> THE TASK:
Copy, word for word, the lines of the entries below between the one with "Target: steel rail" and the one with "Target: train body panel", inclusive, and leave out everything else.

> DATA EXCERPTS:
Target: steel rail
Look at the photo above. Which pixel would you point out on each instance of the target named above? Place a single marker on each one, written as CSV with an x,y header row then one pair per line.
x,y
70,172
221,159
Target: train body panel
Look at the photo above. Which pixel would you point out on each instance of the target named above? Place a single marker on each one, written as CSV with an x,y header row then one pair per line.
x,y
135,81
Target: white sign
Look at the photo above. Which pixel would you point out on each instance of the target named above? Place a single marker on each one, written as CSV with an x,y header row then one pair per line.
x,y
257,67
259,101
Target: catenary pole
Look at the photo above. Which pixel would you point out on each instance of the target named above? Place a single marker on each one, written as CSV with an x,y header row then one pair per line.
--
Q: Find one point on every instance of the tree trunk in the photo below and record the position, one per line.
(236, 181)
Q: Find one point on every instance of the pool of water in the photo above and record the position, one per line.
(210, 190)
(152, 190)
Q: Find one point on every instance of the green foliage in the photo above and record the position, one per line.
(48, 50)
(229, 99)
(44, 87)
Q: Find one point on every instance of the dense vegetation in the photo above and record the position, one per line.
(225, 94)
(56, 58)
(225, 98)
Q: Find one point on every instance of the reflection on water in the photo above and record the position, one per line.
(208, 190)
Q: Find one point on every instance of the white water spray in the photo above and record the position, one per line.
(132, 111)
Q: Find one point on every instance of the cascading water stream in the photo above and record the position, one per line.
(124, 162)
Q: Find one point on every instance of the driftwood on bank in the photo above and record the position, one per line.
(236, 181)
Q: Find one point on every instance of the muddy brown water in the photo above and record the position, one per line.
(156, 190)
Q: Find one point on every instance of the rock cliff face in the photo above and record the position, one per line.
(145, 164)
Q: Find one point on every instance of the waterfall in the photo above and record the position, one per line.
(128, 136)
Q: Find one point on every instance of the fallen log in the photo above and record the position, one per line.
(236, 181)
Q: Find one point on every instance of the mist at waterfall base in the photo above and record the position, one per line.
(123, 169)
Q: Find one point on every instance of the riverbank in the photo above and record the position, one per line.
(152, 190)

> YOUR SOLUTION:
Target: steel rail
Look at the photo above. Which pixel would you point out on each instance of the target named above? Place a single marker on each one, written as CSV with an x,y header row then one pair per line.
x,y
70,172
221,159
Target: train body panel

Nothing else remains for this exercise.